**Data supplied:**

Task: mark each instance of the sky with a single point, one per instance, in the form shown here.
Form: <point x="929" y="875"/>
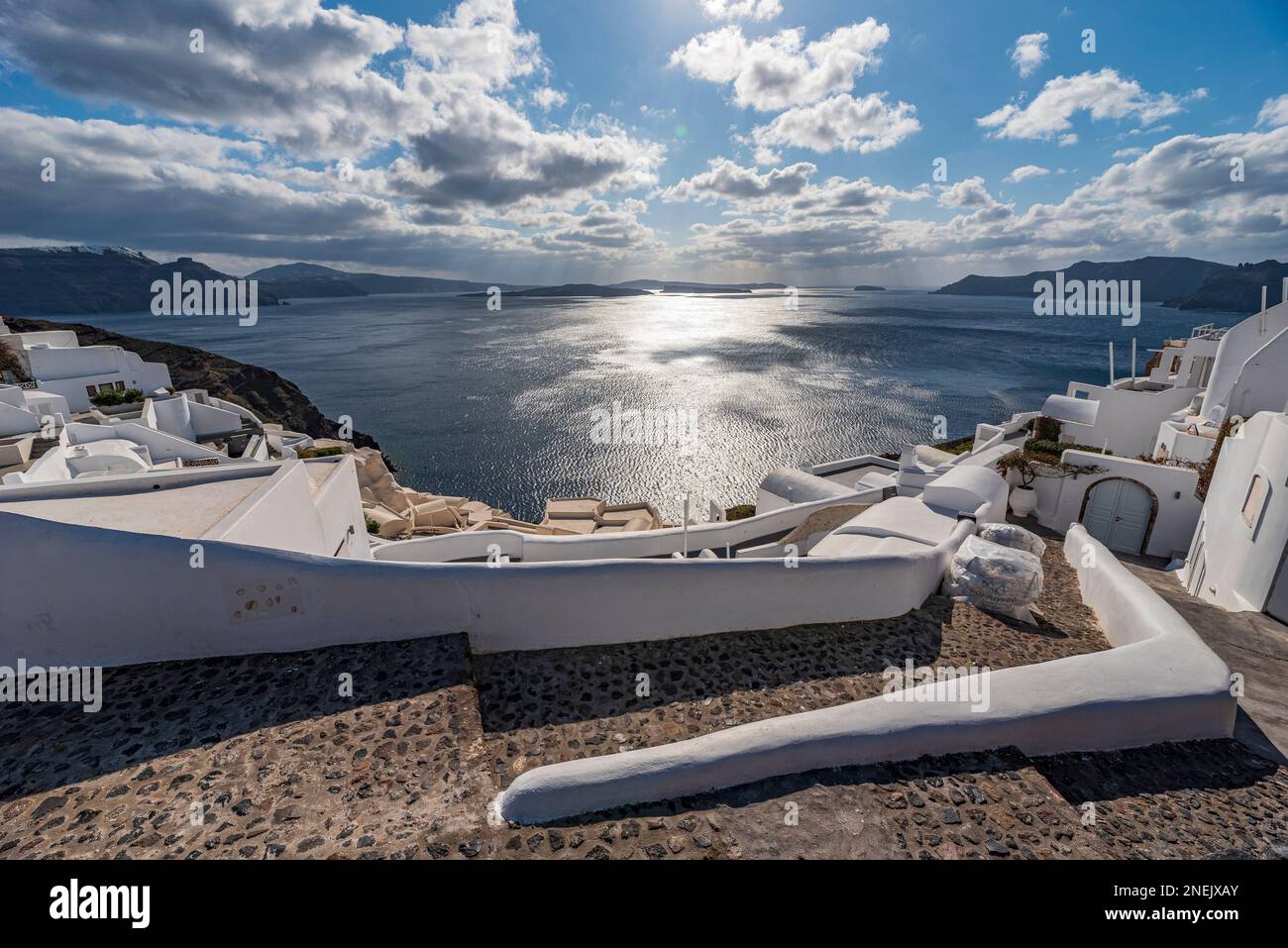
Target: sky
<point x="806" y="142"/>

--

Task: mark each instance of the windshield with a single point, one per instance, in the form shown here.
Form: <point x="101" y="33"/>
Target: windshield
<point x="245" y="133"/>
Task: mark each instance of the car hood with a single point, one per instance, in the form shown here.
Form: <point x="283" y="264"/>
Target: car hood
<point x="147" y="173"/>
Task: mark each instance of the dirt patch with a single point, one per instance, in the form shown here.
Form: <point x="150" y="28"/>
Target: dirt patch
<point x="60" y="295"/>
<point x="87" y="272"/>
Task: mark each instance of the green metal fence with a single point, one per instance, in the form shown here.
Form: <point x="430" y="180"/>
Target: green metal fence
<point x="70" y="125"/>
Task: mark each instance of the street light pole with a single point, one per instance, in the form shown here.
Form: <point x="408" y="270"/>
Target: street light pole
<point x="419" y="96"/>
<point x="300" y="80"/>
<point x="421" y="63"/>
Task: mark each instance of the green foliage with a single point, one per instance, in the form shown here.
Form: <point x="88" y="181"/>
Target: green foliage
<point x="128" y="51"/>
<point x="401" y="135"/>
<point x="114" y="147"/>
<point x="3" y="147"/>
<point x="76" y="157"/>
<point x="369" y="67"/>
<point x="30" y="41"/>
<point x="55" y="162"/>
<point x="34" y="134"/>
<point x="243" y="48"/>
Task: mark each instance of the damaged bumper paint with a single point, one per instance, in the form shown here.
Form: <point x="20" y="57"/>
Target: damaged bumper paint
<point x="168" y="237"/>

...

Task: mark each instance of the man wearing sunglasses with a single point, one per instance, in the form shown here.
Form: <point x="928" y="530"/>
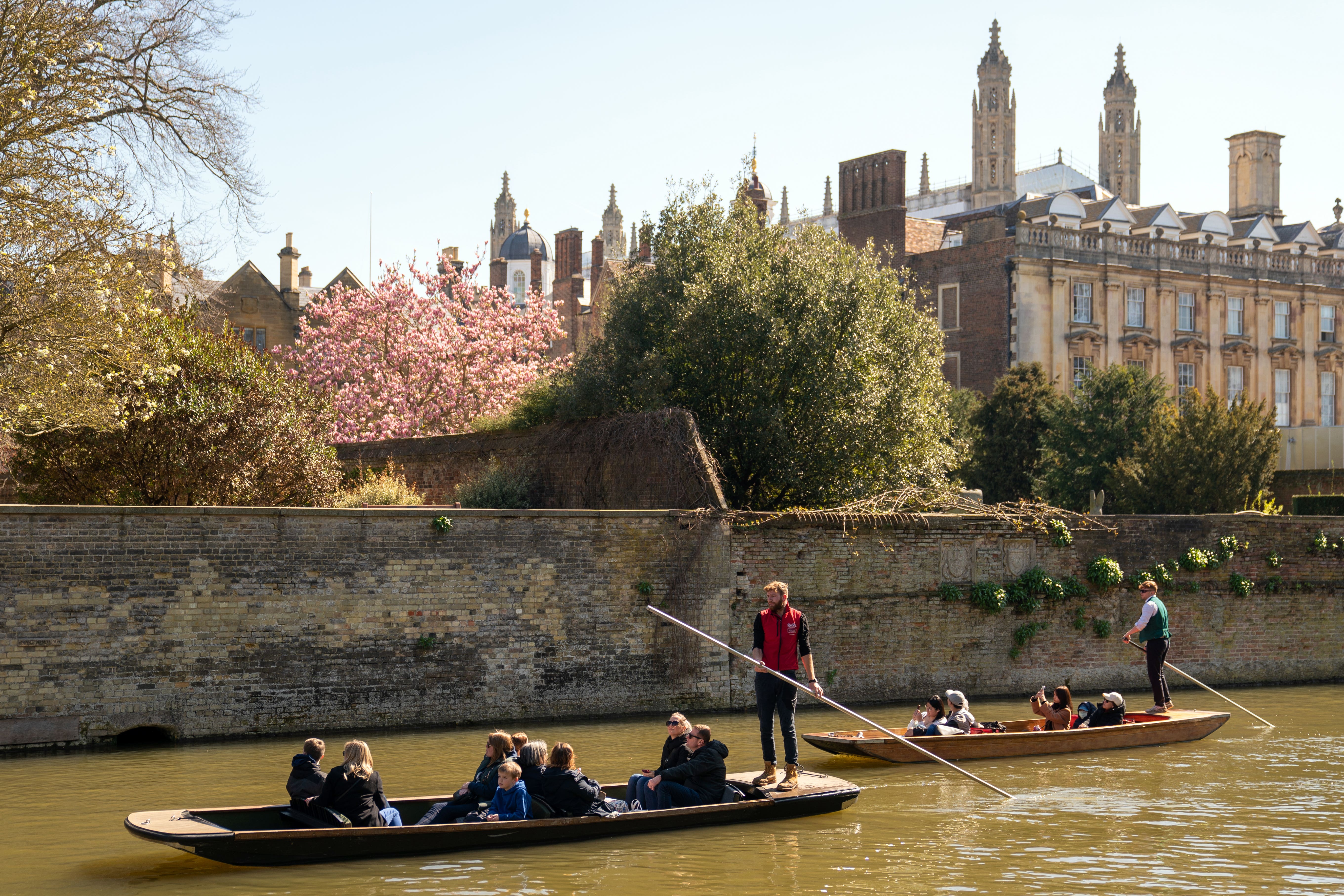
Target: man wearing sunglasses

**What you need to do:** Which lines of the records hold the string "sunglasses"? Copy each one.

**Solution:**
Task: mark each instance of the man wearing sunglasses with a single point, one per instance, in the form shown here.
Target: man wearing sunglasses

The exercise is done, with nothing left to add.